WHAT NEEDS TO BE DONE:
Please give back every entry in full, word for word, but none of the pictures.

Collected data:
--- START ---

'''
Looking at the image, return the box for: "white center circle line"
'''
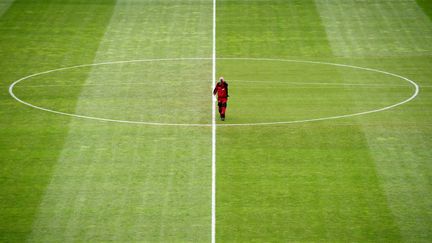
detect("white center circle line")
[8,57,420,127]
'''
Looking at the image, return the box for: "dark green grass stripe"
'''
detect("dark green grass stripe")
[216,0,333,58]
[0,0,14,18]
[417,0,432,21]
[0,1,116,241]
[217,125,402,242]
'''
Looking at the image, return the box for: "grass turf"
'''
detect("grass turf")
[0,0,431,242]
[216,0,432,241]
[0,0,116,241]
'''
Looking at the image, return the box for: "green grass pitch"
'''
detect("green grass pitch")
[1,0,431,242]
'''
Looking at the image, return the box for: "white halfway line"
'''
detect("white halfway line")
[211,0,217,242]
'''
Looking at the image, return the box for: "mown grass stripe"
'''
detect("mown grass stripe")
[316,0,432,241]
[0,0,14,18]
[216,0,403,241]
[28,0,213,241]
[0,0,117,242]
[316,0,432,57]
[416,0,432,21]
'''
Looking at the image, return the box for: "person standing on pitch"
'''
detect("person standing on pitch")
[213,77,229,121]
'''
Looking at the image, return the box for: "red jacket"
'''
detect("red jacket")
[213,81,229,98]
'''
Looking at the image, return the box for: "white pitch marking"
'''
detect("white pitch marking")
[8,57,420,127]
[10,80,208,88]
[10,79,412,88]
[211,0,217,241]
[233,80,412,87]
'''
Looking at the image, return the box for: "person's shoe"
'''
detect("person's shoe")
[221,117,225,121]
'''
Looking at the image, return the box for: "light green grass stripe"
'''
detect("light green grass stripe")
[316,0,432,57]
[29,0,213,241]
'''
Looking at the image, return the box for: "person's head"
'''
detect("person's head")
[219,77,224,83]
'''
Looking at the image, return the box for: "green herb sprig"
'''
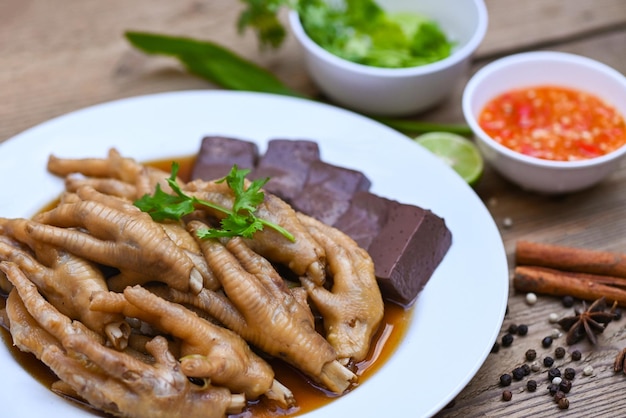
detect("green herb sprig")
[134,163,295,242]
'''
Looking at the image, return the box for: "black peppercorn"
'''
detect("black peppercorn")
[527,379,537,392]
[517,324,529,336]
[508,324,519,334]
[559,379,572,393]
[558,397,570,409]
[543,356,555,367]
[542,336,553,348]
[564,367,576,380]
[547,383,559,396]
[548,367,561,380]
[500,373,512,387]
[571,350,582,361]
[555,346,566,359]
[501,333,514,347]
[521,363,531,376]
[512,367,525,381]
[491,342,500,353]
[502,390,512,401]
[554,390,566,403]
[562,295,575,308]
[525,349,537,361]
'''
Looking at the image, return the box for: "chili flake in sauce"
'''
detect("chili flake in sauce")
[478,86,626,161]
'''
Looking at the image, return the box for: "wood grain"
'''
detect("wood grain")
[479,0,626,57]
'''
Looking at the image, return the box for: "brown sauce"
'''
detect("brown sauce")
[0,155,413,417]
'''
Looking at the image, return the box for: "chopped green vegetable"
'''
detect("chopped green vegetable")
[237,0,454,68]
[125,31,302,97]
[297,0,454,68]
[134,163,295,242]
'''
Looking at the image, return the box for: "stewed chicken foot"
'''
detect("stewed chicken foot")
[28,188,204,294]
[48,148,142,182]
[146,285,312,404]
[2,261,105,351]
[72,185,219,291]
[3,266,244,418]
[52,334,245,418]
[183,221,356,394]
[0,219,129,349]
[89,285,294,407]
[297,214,384,364]
[64,174,138,200]
[47,151,220,290]
[48,148,177,199]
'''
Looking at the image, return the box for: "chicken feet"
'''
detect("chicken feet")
[185,221,356,394]
[184,179,327,286]
[298,214,384,364]
[3,262,243,418]
[0,221,129,349]
[28,189,204,294]
[48,148,175,199]
[72,185,219,291]
[89,285,293,406]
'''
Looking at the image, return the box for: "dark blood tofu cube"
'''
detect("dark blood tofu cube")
[368,201,452,307]
[291,161,371,225]
[251,139,320,202]
[191,136,259,181]
[333,191,390,251]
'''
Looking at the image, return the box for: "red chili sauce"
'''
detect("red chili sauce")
[478,85,626,161]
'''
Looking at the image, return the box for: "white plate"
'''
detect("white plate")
[0,91,508,417]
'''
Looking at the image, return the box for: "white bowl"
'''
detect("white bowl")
[288,0,488,116]
[462,51,626,194]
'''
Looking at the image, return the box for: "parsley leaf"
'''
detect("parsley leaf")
[134,163,295,242]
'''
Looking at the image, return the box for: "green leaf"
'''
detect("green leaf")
[134,183,196,222]
[297,0,453,69]
[409,20,453,61]
[133,162,295,242]
[237,0,290,49]
[125,31,303,97]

--- END ---

ANSWER TO THE PROBLEM:
'''
Looking at the image, return the box for: "white center circle line"
'''
detect("white center circle line")
[8,57,420,127]
'''
Looking at the image, return the box for: "dark green grass stripe"
'''
detect("dark green grass stripe")
[216,0,333,58]
[0,0,14,18]
[417,0,432,21]
[0,1,116,241]
[217,125,402,242]
'''
Looking at the image, return the box for: "grass turf"
'''
detect("grass turf")
[0,0,431,242]
[216,0,432,241]
[0,0,116,241]
'''
Looking at the image, return the box for: "green grass pitch"
'''
detect("green grass pitch")
[1,0,431,242]
'''
Looking at the image, return the box for: "white halfway line"
'''
detect("white halfway line")
[211,0,217,242]
'''
Looking at the image, return the box for: "mown grass stripe"
'''
detect("mown grass stripe")
[316,0,432,241]
[0,0,14,18]
[216,0,403,241]
[28,0,213,241]
[0,0,117,242]
[316,0,432,57]
[416,0,432,21]
'''
Looking at the image, return the box for: "person standing on pitch"
'''
detect("person standing on pitch")
[213,77,229,121]
'''
Looking at the image, return the box for: "red jacket"
'''
detect("red jacket")
[213,81,229,98]
'''
Looking at the image, return the box for: "white pitch marking"
'''
detect("white pitch marking")
[8,57,420,127]
[10,80,208,88]
[10,79,412,88]
[211,0,217,241]
[233,80,412,87]
'''
Looking at the image, return the box for: "person's shoe"
'''
detect("person's shoe")
[221,117,225,121]
'''
Looking at the image, return the box for: "light green grass stripe"
'''
detect("light green grass stripe")
[316,0,432,57]
[29,0,213,241]
'''
Looking at the image, return the box for: "person's head"
'''
detect("person's head")
[219,77,224,83]
'''
Looking at the image, return the box for: "green herb sprig"
'''
detect("green herb sprig")
[134,163,295,242]
'''
Looking at the image, return the box for: "black peppercorn"
'''
detect("black peppercorn")
[527,379,537,392]
[517,324,529,336]
[508,324,519,334]
[559,379,572,393]
[558,397,570,409]
[543,356,555,367]
[542,336,553,348]
[564,367,576,380]
[547,383,559,396]
[548,367,561,380]
[500,373,512,387]
[571,350,582,361]
[555,346,566,359]
[501,333,514,347]
[521,363,531,376]
[512,367,525,381]
[491,342,500,353]
[502,390,512,401]
[554,390,566,403]
[562,295,575,308]
[525,349,537,361]
'''
Looking at the image, return the box for: "chili flake in sauce"
'''
detect("chili flake in sauce")
[478,86,626,161]
'''
Looking at the image, return the box for: "wood grain"
'''
detect("wood grain")
[479,0,626,57]
'''
Looking at the image, return the box for: "brown sauce"
'''
detect("brown sauce")
[0,155,413,417]
'''
Looking at the image, return the box for: "chopped green vegetable"
'''
detect("chopped green vegetable")
[237,0,454,68]
[125,31,302,97]
[297,0,454,68]
[134,163,295,242]
'''
Looking at the image, return the box for: "stewed chicken foot"
'''
detect("stewed chicken foot")
[28,188,204,294]
[48,148,142,182]
[146,285,312,404]
[2,261,105,351]
[72,185,219,291]
[3,266,244,418]
[52,334,245,418]
[183,221,356,394]
[0,219,129,349]
[89,285,294,407]
[297,214,384,364]
[64,174,138,200]
[47,151,220,290]
[48,148,177,199]
'''
Looking at the image, return the box for: "chicken feet"
'''
detect("chicken feet")
[185,221,356,394]
[184,179,327,286]
[298,214,384,364]
[3,262,243,418]
[0,221,129,349]
[28,189,204,294]
[48,148,175,199]
[72,185,219,291]
[89,285,293,406]
'''
Looking at the image, return the box for: "dark blood tofu cube"
'''
detect("dark blood tofu cube")
[368,201,452,307]
[291,161,371,225]
[251,139,320,202]
[191,136,259,181]
[333,191,390,251]
'''
Looking at the image, return the box for: "red chili sauce"
'''
detect("red chili sauce")
[478,85,626,161]
'''
Looking at the image, return the box for: "white plate"
'''
detect("white plate")
[0,91,508,417]
'''
Looking at the image, return the box for: "white bowl"
'''
detect("white bowl")
[288,0,488,116]
[462,51,626,194]
'''
Looking at the image, return the box for: "parsley leaf"
'''
detect("parsley leaf")
[134,163,295,242]
'''
Looking at the image, return the box for: "green leaf"
'''
detect("green leaf")
[134,183,196,222]
[297,0,453,69]
[409,20,453,61]
[133,162,295,242]
[237,0,290,49]
[125,31,303,97]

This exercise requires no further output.